# TASK INSTRUCTIONS
Rewrite the lines below as a Markdown table with the columns "Row" and "Text", numbering each line and omitting any blank lines.
::::
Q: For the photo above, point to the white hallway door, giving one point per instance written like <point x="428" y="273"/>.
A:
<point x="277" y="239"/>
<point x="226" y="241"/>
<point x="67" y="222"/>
::::
# WRITTEN ANSWER
| Row | Text |
|---|---|
| 1 | Q: For the photo above, point to the white hallway door, giving one point per instance written like <point x="428" y="273"/>. |
| 2 | A: |
| 3 | <point x="277" y="239"/> |
| 4 | <point x="226" y="241"/> |
| 5 | <point x="67" y="222"/> |